Исследователь литературы, фольклора и быта Сибири М. К. Азадовский отмечал, что фольклор в дореволюционный период сознательно недооценивали. Это было целенаправленное пренебрежение по отношению к прошлому народа, мешавшее прогрессу исторических и литературоведческих дисциплин. Для советской власти фольклор стал воплощением национальной культуры, одним из элементов культурного строительства. Изменился и статус народного певца, который стал не только объектом изучения специалистов, но и публичной фигурой, удостоился внимания политической элиты. М. К. Азадовский писал: «Национальная фольклористика в этом случае знаменует не отказ от общего пути культурного развития, но осознание своего пути вхождения в общечеловеческую культуру – социалистическую по своему содержанию, национальную по форме – как гласит известная формула товарища Сталина, являющаяся вместе с тем и определяющим моментом национальной политики партии и советской власти»[10]. Основной темой произведений советского фольклора является, по мысли ученого, дружба народов, населяющих страну. С помощью нового фольклора осуществляется изучение прошлого страны, жанру возвращается ощущение утраченной народности. Обращаясь к созданию образа новых героев, сказители представляют новый образ народа, страны и коммунистической партии. Народное творчество, посвященное В. И. Ленину и И. В. Сталину, является художественной летописью, «б которой ярчайшими красками мастерски записана и изображена славная история социалистической революции, героическая борьба коммунистической партии, великая мощь нашей советской родины»[11]. Как отмечает литературовед А. Л. Дымшиц, центральный мотив дореволюционного фольклора – поиск героя – становится неактуальным. Эпос народов СССР, главными фигурами которого становятся советские вожди, знаменует собой переход к новому этапу, характеризующемуся приходом героев‑победителей, давших счастье народам советской страны[12].

---

- **Задачи для решения**:
**1)** Какой мотив дореволюционного фольклора, по словам А. Л. Дымшица, становится неактуальным, согласно тексту о советском фольклоре?
**2)** Продолжите текст о советском фольклоре, начиная сразу после его последнего предложения.
Эти записи взяты из другого источника.

Выдержки из набора данных с разметкой рамками:
---

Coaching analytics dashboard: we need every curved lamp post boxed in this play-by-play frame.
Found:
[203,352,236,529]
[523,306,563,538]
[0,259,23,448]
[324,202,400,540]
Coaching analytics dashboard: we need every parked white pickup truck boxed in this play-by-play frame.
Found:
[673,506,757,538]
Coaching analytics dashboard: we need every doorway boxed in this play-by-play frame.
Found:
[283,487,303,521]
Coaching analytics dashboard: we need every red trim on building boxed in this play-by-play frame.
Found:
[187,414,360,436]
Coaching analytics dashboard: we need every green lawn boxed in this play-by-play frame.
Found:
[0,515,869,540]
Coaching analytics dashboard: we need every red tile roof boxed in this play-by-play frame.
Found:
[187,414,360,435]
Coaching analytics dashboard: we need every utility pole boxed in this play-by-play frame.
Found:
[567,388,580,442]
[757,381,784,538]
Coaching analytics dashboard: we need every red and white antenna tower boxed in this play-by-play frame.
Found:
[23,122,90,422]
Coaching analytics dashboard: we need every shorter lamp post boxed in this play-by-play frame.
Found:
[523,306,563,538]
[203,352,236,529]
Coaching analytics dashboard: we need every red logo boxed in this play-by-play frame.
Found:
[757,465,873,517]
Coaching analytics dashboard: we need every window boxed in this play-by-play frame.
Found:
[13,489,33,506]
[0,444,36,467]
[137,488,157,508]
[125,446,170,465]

---

- **Письменные ответы**:
**1)** Центральный мотив дореволюционного фольклора — поиск героя.

**2)**
На страницах «Красной Ойротии» высказывается мысль о том, что именно фольклор представляет истинное представление автохтонной этнической группы о своем прошлом. Ойротская литература, в том числе фольклорные произведения, помогают в борьбе с пережитками традиционной культуры, родовыми институтами, воспитывают тюркоязычное население в патриотическом духе. Необходимы новые песни, сказки, легенды, отражающие советскую действительность[13]. Центральными образами фольклора становятся советские политические деятели В. И. Ленин и И. В. Сталин.
Таким образом, основной задачей фольклористов в 1930‑е гг. является не столько изучение фольклора, сколько создание его новых форм. При помощи данного жанра литературы репрезентируются новые символы советской действительности. Сказители транслируют коллективный опыт, тем самым легитимизируя действительность, советские версии прошлого. В общественно‑политическом дискурсе конструируется некий эпический ландшафт, где время и пространство лишаются всякого смысла.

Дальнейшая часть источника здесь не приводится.